▶ [TEXT PROVIDED]
Start of Block
Grief and hope intertwined

I must have been 15 or 16 the first time I came across the term “near-death experience.” It was summer and Raymond Moody’s “Life after Life” – the book that brought the subject of NDE’s to widespread public attention – was on the shelf at the public library. It was the first purportedly reputable study, from a psychiatrist and medical researcher, of hundreds of cases of people who’d experienced “clinical death,” been revived, and whose accounts have since become so familiar: the tunnel, the white light, the presence of dead loved ones, the life review, and the (often reluctant) return. I think I tore through the book in an afternoon in some combination of horrified fascination and rising hope, mingled with utter disbelief. Fifty years later, my reaction to the subject of NDE’s is about the same -- although the science is very different.

What happens after death remains a mystery. And that’s as it should be, I think. But the border between life and death, and the nature of our fraught passage from one to the other, is once again a subject of scientific research and has led to some recent surprising – and remarkable – discoveries. This week, we’re re-airing Steve’s interview with Sam Parnia, an intensive care physician at the NYU School of Medicine and one of the world’s leading experts on resuscitation science.
End of Block
▶ [TASKS AND EXERCISES]
**a)** Please list the features that the text on near-death experiences names as familiar in the accounts of people revived after clinical death.
**b)** Continue the text on near-death experiences from the point where it stops.

▶ [ENTRIES PROVIDED]
Start of Block
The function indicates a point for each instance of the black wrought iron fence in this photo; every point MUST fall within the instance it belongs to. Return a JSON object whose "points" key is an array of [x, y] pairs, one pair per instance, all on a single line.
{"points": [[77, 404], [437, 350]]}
End of Block
Start of Block
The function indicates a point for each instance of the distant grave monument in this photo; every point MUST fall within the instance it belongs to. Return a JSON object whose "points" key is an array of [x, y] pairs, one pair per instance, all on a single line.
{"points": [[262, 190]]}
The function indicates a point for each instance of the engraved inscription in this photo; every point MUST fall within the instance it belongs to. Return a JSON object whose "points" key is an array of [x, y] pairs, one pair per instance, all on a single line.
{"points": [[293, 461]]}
End of Block
▶ [ANSWER LIST]
**a)**
- the tunnel
- the white light
- the presence of dead loved ones
- the life review
- the (often reluctant) return

**b)**
Death, as he describes it, is not a moment but a process – and an increasingly reversible one. Listening to their conversation, I learned some things that I hope every ICU team knows. But I’m also struck by the fact that while modern medicine is extending the border between life and death, sooner or later, we all cross it. What lies beyond is unknowable terrain – which is both awful and awe-ful, it seems to me. In other words, the mystery is not an error, not something to be dispelled – it’s part of our source code, the question mark at the heart of existence. Today, when I hear accounts of inexplicable things people have experienced when they were close to or even technically dead, I no longer care that much about their veracity, which is probably beyond assessment, anyway. What I hear instead is the sound of grief and hope intertwined – proof of our spiritual imagination.

I hope you enjoy the show this week and that it gets you thinking, as it did me. As always, thanks for listening!